_Exercise goal_
Copy the data exactly as it appears, and do not include any pictures.

_Information given_
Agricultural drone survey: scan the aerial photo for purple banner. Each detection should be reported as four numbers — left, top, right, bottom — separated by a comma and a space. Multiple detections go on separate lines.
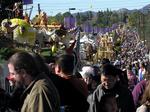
112, 23, 118, 30
99, 28, 105, 34
93, 26, 100, 34
82, 23, 93, 33
64, 17, 76, 29
23, 0, 33, 5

_Written solution_
Agricultural drone survey: scan the aerial photo for purple banner. Each detection should be reported as four numbers — left, top, right, bottom — separated by a comma and a space. Multiple detections go on separate lines.
112, 23, 118, 30
99, 28, 105, 34
93, 26, 100, 34
82, 23, 93, 33
64, 17, 76, 29
23, 0, 33, 5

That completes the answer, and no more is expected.